2. Description of the Prior Art
Flexible, elongated electrical cables have been used commercially for many years for heating pipes, tanks, valves, vessels and for a variety of other applications. The heating cables maintain the temperature of fluids in pipes or equipment and prevent freezing.
Two significant types of electrical heating cable are currently available. The first is a constant wattage heater of the type depicted in FIG. 1. A constant wattage heater typically comprises two conductors connected to a power supply with a number of resistive elements aligned in parallel with each other and connected to the conductors. Electrical current is supplied to the conductors and passes through the resistive elements to generate heat. Temperature control of a constant wattage heater is generally achieved by means of an external thermostat which delivers or interrupts current to the entire cable based on the temperature of the pipe or the temperature of the cable.
Providing a single external control for the entire cable has significant shortcomings. In many applications, heat requirements may differ significantly for various points on the cable. A constant wattage heater, however, generates heat relatively uniformly along its length in response to a single thermostat control, and has the potential to provide too much heat for certain areas and not enough for others. If the thermostat is not placed in a representative location, the cable may overheat or the fluid may cool below the desired temperature. Further, the high-current controllers used in conjunction with constant wattage heaters may fail in certain high-wattage conditions. Failure of the controller can cause the cable to overheat if failure occurs in the on position, or interrupts heat generation for the entire cable if failure occurs in the off position.
The second major type of heating cable is the self-limiting or self-regulating type, an example of which is shown schematically in FIG. 2. Like a constant wattage cable, a typical self-regulating heating cable comprises a pair of conductors connected to a power supply and has either a number of discrete positive temperature coefficient (PTC) resistive elements connected in parallel with each other, as shown in FIG. 2, or a strip or web of PTC conductive polymer connecting the conductors. Instead of requiring an external thermostat like the constant wattage heaters, the PTC material or elements control the current flow to the resistive heating producing elements.
Self-regulating heating cables using PTC materials produce heat until the cable reaches a temperature limit essentially dictated by the switching temperature of the PTC material. The switching temperature is that temperature at which the resistance of the material rises sharply, often on the order of several orders of magnitude over a relatively short temperature range. The current flowing through the material decreases in response to the increased resistance, limiting the power output and preventing overheating.
As the cable temperature approaches the switching temperature, the resistive element's heat output will begin to diminish. The rate at which the heat output decreases is a characteristic of the PTC material used. For some materials, the heat output changes only gradually, while for others the change is more abrupt. The current will continue to diminish as the temperature rises, but will never completely terminate. A complete disconnection can only be achieved by cutting off the power supply.

▸ **Dataset rows**

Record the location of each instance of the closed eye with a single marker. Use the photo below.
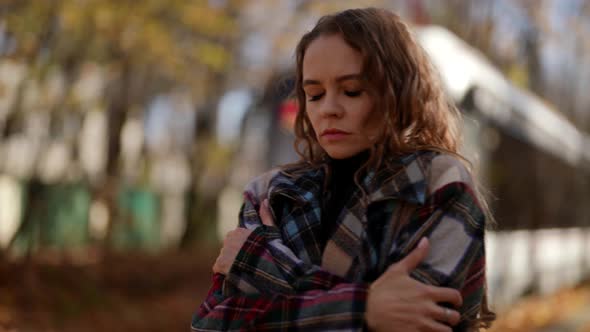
(353, 93)
(316, 97)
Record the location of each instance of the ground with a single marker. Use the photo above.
(123, 293)
(160, 293)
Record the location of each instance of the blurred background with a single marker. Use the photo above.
(128, 129)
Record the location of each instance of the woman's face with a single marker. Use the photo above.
(338, 104)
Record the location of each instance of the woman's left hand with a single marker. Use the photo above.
(234, 240)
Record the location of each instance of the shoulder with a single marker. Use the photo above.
(427, 173)
(296, 178)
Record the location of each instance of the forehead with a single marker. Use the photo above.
(329, 56)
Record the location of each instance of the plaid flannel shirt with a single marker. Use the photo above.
(282, 279)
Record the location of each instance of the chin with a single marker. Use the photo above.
(341, 153)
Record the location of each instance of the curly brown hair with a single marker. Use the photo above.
(417, 113)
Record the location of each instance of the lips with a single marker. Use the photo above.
(334, 131)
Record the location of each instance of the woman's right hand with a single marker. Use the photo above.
(397, 302)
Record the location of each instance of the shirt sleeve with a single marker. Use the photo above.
(341, 307)
(265, 264)
(454, 222)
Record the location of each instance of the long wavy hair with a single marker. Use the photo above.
(417, 113)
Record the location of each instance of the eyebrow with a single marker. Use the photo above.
(338, 79)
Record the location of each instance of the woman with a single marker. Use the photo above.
(379, 226)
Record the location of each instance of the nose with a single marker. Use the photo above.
(331, 107)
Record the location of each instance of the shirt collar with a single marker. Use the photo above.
(406, 181)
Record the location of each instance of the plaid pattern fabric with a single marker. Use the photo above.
(282, 280)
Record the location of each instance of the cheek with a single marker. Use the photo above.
(313, 119)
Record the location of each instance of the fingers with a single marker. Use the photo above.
(265, 214)
(416, 256)
(445, 315)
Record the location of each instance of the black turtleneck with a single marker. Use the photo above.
(340, 188)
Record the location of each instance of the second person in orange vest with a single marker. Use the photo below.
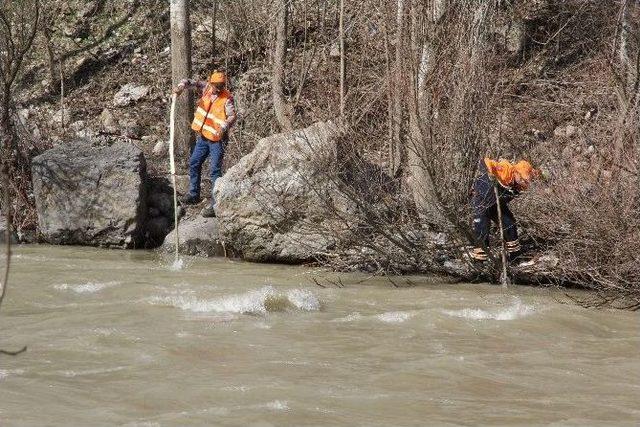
(213, 117)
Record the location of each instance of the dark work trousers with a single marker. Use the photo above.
(201, 151)
(485, 210)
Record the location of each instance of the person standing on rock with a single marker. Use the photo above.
(214, 115)
(510, 180)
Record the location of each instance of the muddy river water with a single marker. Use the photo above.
(122, 338)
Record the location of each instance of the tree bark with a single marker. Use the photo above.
(422, 52)
(280, 105)
(343, 65)
(181, 69)
(214, 24)
(395, 145)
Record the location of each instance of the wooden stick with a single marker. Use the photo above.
(504, 276)
(172, 166)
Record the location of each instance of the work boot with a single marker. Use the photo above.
(189, 199)
(208, 212)
(478, 255)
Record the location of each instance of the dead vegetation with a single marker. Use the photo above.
(431, 87)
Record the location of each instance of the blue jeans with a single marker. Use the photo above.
(202, 149)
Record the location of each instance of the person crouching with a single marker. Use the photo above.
(510, 180)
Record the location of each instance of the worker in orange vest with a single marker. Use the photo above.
(510, 180)
(213, 117)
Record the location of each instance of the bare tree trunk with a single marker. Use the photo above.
(280, 106)
(395, 145)
(420, 180)
(214, 24)
(342, 64)
(181, 69)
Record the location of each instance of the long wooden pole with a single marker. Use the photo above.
(172, 169)
(504, 276)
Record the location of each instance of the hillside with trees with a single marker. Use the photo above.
(420, 91)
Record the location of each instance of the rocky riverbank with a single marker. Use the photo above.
(279, 203)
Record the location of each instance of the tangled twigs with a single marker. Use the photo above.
(5, 280)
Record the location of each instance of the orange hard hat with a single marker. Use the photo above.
(505, 172)
(217, 77)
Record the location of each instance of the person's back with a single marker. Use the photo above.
(507, 180)
(213, 117)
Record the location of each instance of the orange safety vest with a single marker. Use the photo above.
(210, 116)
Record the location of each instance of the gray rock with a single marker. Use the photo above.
(273, 204)
(91, 195)
(154, 212)
(157, 229)
(163, 202)
(3, 231)
(567, 131)
(198, 236)
(129, 94)
(160, 149)
(108, 121)
(131, 129)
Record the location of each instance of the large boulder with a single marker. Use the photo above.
(91, 195)
(275, 203)
(197, 236)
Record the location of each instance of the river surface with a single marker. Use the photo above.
(124, 338)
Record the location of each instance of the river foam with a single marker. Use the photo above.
(85, 288)
(515, 311)
(394, 316)
(258, 301)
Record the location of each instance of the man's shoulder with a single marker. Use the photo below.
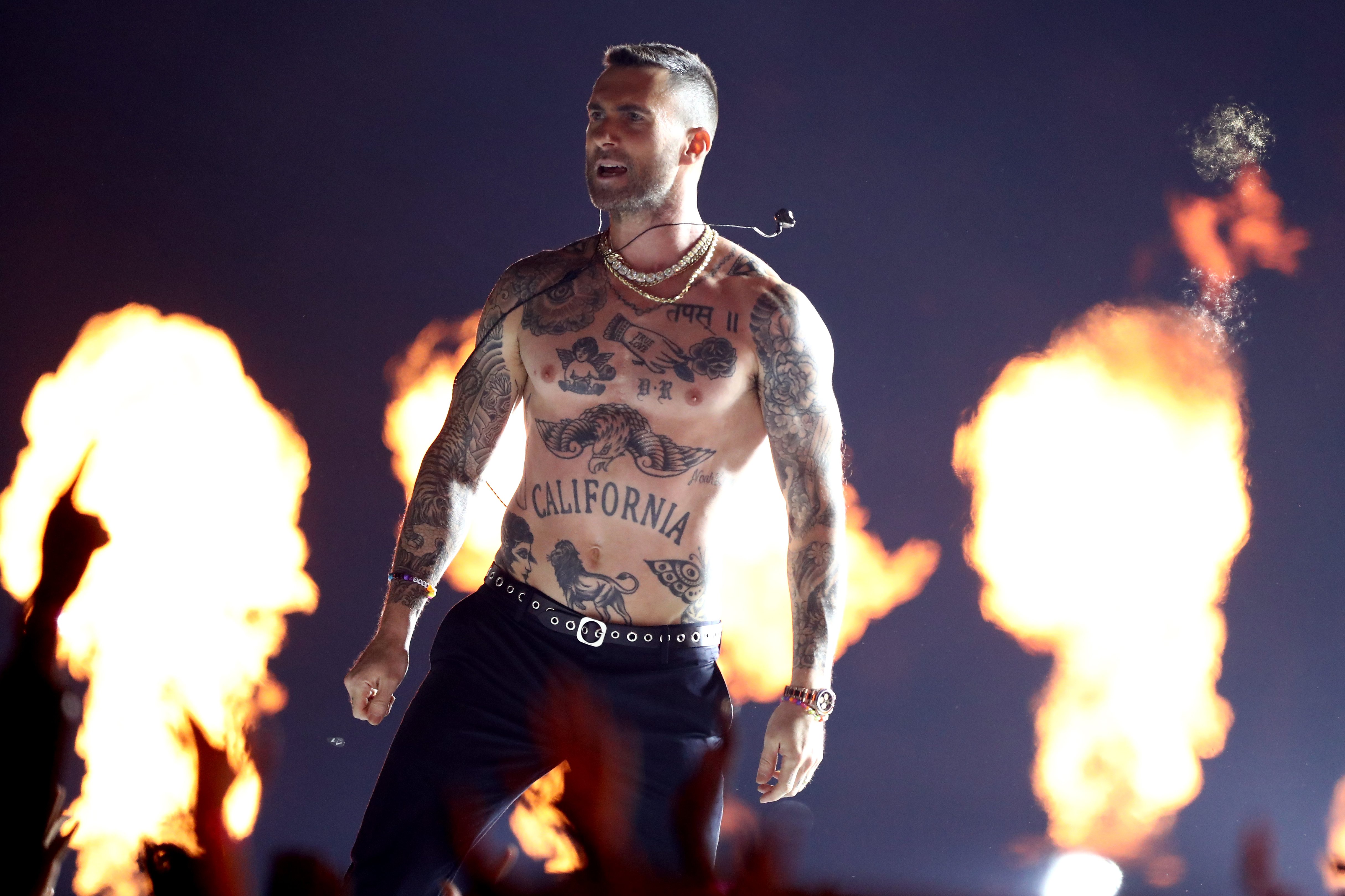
(747, 280)
(552, 261)
(528, 276)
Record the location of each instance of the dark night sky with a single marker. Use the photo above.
(321, 181)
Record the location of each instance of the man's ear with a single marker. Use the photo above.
(699, 143)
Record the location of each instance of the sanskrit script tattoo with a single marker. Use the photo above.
(483, 397)
(516, 551)
(582, 588)
(616, 430)
(585, 369)
(686, 581)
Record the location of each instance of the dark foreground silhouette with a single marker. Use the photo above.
(599, 792)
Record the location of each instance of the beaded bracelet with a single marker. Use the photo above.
(809, 710)
(408, 577)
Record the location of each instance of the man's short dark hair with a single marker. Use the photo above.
(685, 69)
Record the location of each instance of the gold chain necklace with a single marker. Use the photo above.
(705, 262)
(618, 264)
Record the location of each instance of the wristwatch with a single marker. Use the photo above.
(818, 702)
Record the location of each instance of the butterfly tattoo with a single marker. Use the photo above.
(685, 580)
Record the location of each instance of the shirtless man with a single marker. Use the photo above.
(639, 410)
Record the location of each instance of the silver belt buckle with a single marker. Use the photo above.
(602, 632)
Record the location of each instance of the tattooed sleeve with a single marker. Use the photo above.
(483, 395)
(802, 422)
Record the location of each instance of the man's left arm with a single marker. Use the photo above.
(804, 426)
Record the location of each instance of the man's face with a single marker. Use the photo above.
(635, 140)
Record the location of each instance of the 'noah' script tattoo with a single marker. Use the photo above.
(583, 588)
(619, 430)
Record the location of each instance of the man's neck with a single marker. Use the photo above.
(661, 246)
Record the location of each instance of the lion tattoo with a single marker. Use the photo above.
(616, 430)
(580, 586)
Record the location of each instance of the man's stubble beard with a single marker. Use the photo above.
(649, 186)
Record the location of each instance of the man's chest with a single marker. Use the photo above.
(684, 355)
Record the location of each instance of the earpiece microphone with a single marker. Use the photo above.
(783, 222)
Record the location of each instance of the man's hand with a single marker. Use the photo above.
(798, 738)
(376, 676)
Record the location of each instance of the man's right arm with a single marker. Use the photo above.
(435, 523)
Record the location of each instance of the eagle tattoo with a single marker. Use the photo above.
(614, 430)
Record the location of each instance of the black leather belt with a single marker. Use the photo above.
(596, 633)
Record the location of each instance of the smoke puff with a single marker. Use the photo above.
(1230, 139)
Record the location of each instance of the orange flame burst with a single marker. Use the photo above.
(1223, 238)
(1333, 863)
(198, 481)
(1109, 503)
(540, 827)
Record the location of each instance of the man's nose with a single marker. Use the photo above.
(603, 135)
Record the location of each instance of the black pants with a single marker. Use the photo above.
(470, 738)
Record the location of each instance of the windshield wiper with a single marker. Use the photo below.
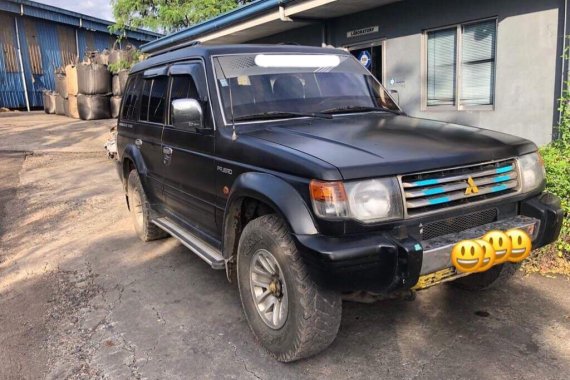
(348, 109)
(280, 114)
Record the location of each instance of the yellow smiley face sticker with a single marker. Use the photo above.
(501, 244)
(467, 256)
(488, 255)
(521, 245)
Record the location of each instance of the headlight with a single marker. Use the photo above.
(368, 201)
(532, 172)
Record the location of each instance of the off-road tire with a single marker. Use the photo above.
(138, 204)
(496, 276)
(314, 313)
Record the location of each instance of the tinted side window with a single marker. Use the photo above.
(183, 87)
(131, 96)
(158, 100)
(144, 99)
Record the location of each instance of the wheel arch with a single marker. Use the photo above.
(257, 194)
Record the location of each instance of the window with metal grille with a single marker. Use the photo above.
(460, 63)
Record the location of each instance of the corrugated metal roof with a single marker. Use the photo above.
(48, 12)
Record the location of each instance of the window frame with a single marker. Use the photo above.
(458, 69)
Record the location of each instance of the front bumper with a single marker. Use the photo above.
(383, 263)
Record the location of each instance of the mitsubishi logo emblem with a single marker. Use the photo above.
(471, 187)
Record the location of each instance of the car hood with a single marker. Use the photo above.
(371, 145)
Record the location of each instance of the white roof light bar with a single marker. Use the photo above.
(297, 60)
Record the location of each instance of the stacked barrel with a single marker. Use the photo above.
(119, 60)
(88, 90)
(94, 86)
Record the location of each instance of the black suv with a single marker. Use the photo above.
(293, 169)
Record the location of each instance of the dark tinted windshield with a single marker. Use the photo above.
(295, 83)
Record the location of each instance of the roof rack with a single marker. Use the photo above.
(176, 47)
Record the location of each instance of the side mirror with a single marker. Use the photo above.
(395, 95)
(187, 113)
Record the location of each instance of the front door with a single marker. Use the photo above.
(188, 157)
(148, 129)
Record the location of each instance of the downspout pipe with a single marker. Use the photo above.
(563, 74)
(24, 84)
(237, 15)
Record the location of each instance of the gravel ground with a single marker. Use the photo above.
(82, 297)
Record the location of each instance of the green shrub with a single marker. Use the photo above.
(557, 162)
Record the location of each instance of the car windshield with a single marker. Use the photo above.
(271, 86)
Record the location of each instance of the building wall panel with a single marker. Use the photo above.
(11, 88)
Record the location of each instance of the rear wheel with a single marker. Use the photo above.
(140, 210)
(291, 316)
(496, 276)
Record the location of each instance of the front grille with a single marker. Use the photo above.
(427, 192)
(457, 224)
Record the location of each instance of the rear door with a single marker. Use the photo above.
(188, 156)
(149, 130)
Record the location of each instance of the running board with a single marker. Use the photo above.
(204, 250)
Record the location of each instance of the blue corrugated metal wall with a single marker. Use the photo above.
(11, 88)
(45, 34)
(48, 39)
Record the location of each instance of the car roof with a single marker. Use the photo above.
(207, 51)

▸ **WORK TO DO**
- A) From the passage on electrical heating cables, extract the stretch from "2. Description of" through "and prevent freezing.".
- B) Render this sentence from the passage on electrical heating cables in Spanish: "The heating cables maintain the temperature of fluids in pipes or equipment and prevent freezing."
This data was taken from a separate source.

▸ **REPLIES**
- A)
2. Description of the Prior Art
Flexible, elongated electrical cables have been used commercially for many years for heating pipes, tanks, valves, vessels and for a variety of other applications. The heating cables maintain the temperature of fluids in pipes or equipment and prevent freezing.

- B) Los cables calefactores mantienen la temperatura de los fluidos en tuberías o equipos y evitan la congelación.